_STATED PROBLEM_
Please turn the items into a numbered list, starting with the line that contains "Locate the picnic" and going on through the line that contains "left=0, top=0, right=1000, bottom=331". Include only those lines and leave out any blank ones.

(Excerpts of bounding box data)
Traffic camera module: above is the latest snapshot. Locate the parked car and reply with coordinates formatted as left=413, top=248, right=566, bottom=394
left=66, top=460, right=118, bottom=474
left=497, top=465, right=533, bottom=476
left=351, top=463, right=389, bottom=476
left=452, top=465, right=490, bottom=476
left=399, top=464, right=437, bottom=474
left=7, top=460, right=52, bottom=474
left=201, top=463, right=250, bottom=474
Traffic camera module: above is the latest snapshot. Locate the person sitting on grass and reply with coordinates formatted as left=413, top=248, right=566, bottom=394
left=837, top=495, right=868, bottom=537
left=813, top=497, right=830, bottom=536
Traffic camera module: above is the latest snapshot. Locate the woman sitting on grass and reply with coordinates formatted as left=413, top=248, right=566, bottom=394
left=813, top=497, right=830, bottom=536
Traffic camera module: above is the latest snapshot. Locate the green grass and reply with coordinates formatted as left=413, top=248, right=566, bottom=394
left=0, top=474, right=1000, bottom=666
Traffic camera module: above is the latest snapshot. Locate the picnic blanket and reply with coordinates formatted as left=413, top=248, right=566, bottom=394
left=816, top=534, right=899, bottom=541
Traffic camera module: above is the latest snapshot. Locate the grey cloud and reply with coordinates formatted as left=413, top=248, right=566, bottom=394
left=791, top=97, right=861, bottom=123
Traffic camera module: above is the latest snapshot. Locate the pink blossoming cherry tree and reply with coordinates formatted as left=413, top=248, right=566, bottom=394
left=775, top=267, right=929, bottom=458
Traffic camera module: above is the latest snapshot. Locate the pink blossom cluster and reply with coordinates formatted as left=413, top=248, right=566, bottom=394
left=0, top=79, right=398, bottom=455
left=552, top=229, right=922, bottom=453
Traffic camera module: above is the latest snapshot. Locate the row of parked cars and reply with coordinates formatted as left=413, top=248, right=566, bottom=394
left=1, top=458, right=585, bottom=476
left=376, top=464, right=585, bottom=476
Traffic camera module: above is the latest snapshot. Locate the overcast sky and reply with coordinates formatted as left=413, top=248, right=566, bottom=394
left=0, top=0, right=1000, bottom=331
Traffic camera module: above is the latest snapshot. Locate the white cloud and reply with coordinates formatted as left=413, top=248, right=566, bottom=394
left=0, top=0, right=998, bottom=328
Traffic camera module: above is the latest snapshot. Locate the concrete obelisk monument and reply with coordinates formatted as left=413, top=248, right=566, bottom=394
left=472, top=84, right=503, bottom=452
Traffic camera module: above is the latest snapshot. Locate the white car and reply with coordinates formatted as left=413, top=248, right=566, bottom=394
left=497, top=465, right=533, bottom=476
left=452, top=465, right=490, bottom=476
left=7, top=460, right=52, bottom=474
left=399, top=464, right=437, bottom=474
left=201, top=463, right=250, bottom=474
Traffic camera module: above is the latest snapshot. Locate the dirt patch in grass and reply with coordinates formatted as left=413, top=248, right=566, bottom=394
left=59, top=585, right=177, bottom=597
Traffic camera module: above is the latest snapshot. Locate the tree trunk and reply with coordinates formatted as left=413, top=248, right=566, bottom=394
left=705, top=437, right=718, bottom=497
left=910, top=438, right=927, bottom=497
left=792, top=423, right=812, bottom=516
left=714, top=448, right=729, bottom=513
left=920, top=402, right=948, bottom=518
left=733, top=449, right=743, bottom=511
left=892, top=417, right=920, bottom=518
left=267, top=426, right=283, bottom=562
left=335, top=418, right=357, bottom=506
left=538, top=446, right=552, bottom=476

_THE SOLUTION_
1. Traffic camera module: above is the latest snapshot. Locate the picnic blanket and reply with coordinates formatted as left=413, top=248, right=566, bottom=394
2. left=816, top=534, right=899, bottom=541
3. Traffic camera module: above is the latest snapshot. Locate the grey cloud and reply with coordinates formatted as left=413, top=248, right=566, bottom=394
4. left=791, top=97, right=861, bottom=123
5. Traffic camera module: above is the latest snapshot. Locate the pink blossoming cherry tree and reply with coordinates formatted as left=413, top=248, right=566, bottom=394
6. left=775, top=267, right=929, bottom=458
7. Traffic camera module: above is the latest snapshot. Locate the pink blossom cluster and reply with coordinates formatted as left=413, top=248, right=566, bottom=394
8. left=0, top=79, right=398, bottom=455
9. left=552, top=229, right=922, bottom=453
10. Traffic camera module: above is the latest snapshot. Locate the row of parked cars and reply with coordinates formatted as left=413, top=248, right=566, bottom=394
11. left=1, top=458, right=585, bottom=476
12. left=376, top=464, right=585, bottom=476
13. Traffic camera module: above is the latest snapshot. Locate the overcast sky and reply with coordinates formatted as left=413, top=248, right=566, bottom=394
14. left=0, top=0, right=1000, bottom=331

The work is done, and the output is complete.